++++ EXTRACTED INFORMATION
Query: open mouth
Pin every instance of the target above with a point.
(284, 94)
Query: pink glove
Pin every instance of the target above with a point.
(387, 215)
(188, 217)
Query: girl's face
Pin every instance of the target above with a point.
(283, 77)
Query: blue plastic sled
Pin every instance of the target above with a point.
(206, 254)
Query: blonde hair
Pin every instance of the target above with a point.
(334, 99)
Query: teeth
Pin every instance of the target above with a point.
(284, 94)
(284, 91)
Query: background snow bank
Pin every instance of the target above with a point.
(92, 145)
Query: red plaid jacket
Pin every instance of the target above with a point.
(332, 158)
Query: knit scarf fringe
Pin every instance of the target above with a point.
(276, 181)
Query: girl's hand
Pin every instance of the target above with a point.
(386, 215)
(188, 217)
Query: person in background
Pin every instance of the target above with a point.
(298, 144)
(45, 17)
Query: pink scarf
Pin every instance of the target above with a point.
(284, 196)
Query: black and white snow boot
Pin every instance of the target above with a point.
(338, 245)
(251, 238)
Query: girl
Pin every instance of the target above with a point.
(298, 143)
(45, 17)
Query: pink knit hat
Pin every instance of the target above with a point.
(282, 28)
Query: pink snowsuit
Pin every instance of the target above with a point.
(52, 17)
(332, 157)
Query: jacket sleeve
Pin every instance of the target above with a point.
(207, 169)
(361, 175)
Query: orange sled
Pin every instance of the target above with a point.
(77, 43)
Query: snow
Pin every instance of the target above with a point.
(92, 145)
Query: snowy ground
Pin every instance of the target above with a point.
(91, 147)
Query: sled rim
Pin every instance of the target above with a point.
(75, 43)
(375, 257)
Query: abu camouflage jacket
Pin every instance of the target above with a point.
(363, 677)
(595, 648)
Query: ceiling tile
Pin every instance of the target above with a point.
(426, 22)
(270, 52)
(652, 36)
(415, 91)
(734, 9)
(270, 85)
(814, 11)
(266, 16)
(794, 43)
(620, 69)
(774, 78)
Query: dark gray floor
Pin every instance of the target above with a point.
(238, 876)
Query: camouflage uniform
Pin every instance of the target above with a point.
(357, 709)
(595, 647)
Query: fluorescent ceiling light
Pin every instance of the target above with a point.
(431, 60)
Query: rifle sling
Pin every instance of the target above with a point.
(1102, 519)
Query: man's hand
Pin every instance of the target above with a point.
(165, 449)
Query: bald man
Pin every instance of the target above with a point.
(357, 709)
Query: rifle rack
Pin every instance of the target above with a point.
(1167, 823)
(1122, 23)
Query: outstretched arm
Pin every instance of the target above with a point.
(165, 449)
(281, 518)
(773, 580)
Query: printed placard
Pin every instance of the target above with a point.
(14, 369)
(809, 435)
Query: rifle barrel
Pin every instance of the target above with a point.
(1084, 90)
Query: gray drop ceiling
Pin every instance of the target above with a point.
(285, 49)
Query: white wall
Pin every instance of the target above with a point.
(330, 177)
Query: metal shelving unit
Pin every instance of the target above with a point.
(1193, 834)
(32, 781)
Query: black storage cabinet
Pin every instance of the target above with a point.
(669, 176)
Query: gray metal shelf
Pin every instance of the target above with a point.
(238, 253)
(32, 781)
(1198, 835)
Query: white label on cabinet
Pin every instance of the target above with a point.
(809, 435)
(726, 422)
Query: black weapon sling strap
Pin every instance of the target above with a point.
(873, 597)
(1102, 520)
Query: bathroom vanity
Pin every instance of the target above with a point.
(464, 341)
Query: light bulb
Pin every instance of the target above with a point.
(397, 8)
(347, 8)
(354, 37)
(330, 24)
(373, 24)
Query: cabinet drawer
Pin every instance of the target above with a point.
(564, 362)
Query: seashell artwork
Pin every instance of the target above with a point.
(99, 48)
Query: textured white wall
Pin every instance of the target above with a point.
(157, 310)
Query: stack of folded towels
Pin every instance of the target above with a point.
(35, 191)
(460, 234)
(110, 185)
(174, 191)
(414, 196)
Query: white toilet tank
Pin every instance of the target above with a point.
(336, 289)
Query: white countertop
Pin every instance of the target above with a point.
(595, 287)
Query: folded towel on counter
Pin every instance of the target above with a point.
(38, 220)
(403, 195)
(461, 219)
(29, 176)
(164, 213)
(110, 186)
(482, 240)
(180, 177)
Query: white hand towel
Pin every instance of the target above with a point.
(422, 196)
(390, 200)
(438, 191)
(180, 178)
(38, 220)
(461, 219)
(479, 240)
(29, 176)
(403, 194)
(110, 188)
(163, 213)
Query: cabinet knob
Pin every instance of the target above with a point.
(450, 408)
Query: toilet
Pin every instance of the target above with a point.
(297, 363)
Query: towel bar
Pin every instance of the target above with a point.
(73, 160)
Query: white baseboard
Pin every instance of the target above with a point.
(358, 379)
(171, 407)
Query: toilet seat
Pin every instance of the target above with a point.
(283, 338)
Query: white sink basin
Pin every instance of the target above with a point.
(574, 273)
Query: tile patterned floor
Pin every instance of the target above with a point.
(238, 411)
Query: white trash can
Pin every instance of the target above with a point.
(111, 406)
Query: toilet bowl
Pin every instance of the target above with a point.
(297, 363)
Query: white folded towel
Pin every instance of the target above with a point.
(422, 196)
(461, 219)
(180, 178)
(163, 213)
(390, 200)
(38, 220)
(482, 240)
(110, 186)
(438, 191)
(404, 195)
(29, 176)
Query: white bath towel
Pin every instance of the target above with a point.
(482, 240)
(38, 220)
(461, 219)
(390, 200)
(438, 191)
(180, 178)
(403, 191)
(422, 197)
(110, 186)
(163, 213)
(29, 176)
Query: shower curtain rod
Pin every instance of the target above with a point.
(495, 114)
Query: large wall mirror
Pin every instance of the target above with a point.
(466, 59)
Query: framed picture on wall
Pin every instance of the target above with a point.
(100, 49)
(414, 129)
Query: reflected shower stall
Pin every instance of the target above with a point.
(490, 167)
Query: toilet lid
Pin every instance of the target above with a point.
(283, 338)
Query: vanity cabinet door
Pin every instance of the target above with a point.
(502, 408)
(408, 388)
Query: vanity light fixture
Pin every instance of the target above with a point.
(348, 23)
++++++++
● WHAT IS BEING ASKED
Using the entries above, give again exactly the lines from the line holding "Query: white baseboard" through the line holding "Query: white trash can". Include both end lines and nothing else.

● EXERCISE RESULT
Query: white baseboard
Pin every instance of the target above with a point.
(358, 379)
(171, 407)
Query: toilet seat
Pin every instance of the target above with a point.
(283, 338)
Query: white sink basin
Pin every instance of the target above with a point.
(574, 273)
Query: tile patterned floor
Pin every instance of the target above with a point.
(238, 411)
Query: white trash can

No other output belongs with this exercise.